--- START ---

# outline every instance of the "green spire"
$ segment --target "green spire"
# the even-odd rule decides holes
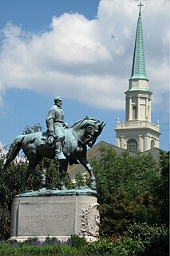
[[[140,2],[140,12],[137,21],[137,28],[136,33],[135,47],[133,53],[132,68],[130,79],[148,79],[146,76],[144,40],[141,21],[141,2]]]

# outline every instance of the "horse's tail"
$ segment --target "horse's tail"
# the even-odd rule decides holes
[[[4,163],[2,166],[2,169],[6,169],[10,164],[10,162],[15,159],[18,152],[22,148],[22,143],[24,140],[25,135],[19,135],[13,141],[10,145],[10,148],[9,152],[7,153]]]

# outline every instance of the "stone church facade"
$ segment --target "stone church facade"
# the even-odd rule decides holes
[[[116,145],[130,152],[160,148],[160,125],[151,120],[152,92],[146,75],[141,3],[137,21],[132,74],[125,91],[125,122],[117,121]]]

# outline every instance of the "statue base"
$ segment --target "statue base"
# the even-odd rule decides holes
[[[45,193],[16,196],[12,205],[10,239],[24,241],[36,237],[45,240],[55,237],[65,242],[77,234],[87,241],[95,241],[100,222],[96,196],[66,191],[63,194],[46,191],[47,196]]]

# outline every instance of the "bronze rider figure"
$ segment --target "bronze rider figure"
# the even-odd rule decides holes
[[[61,96],[54,99],[54,105],[49,110],[46,117],[48,136],[55,137],[55,160],[65,160],[62,152],[62,143],[65,139],[65,128],[67,124],[64,120],[64,111],[61,109]]]

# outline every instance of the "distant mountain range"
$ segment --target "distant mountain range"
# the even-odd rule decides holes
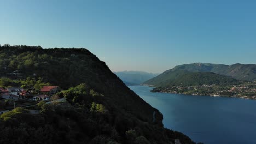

--- END ---

Print all of the data above line for line, with no changes, and leave out the pictures.

_Task answer_
# outline every instance of the "green spire"
$ segment --target "green spire"
# the even-odd rule decides holes
[[[140,2],[140,12],[137,21],[137,28],[136,33],[135,47],[133,53],[132,68],[130,79],[148,79],[146,76],[144,40],[141,21],[141,2]]]

# outline every instance of the "horse's tail"
$ segment --target "horse's tail"
# the even-odd rule decides holes
[[[4,163],[2,166],[2,169],[6,169],[10,164],[10,162],[15,159],[18,152],[22,148],[22,143],[24,140],[25,135],[19,135],[13,141],[10,145],[10,148],[9,152],[7,153]]]

# outline every instance of the "stone church facade"
$ segment --target "stone church facade"
# the even-odd rule decides holes
[[[116,145],[130,152],[160,148],[160,125],[151,120],[152,92],[146,75],[141,3],[137,21],[132,74],[125,91],[125,122],[117,121]]]

# outline every instance of the "statue base"
$ segment --target "statue base"
# the even-odd rule decides holes
[[[45,193],[16,196],[12,205],[10,239],[24,241],[36,237],[45,240],[55,237],[65,242],[77,234],[87,241],[95,241],[100,222],[96,196],[66,191],[63,194],[46,191],[47,196]]]

# outline every instance of the "bronze rider figure"
$ segment --target "bronze rider figure"
# the even-odd rule decides holes
[[[61,96],[54,99],[54,105],[49,110],[46,117],[48,136],[55,137],[55,160],[65,160],[62,152],[62,143],[65,139],[65,128],[67,124],[64,120],[64,111],[61,109]]]

# outline every instance of the "distant mountain range"
$ segment --target "distant mountain range"
# the even-odd rule decides holes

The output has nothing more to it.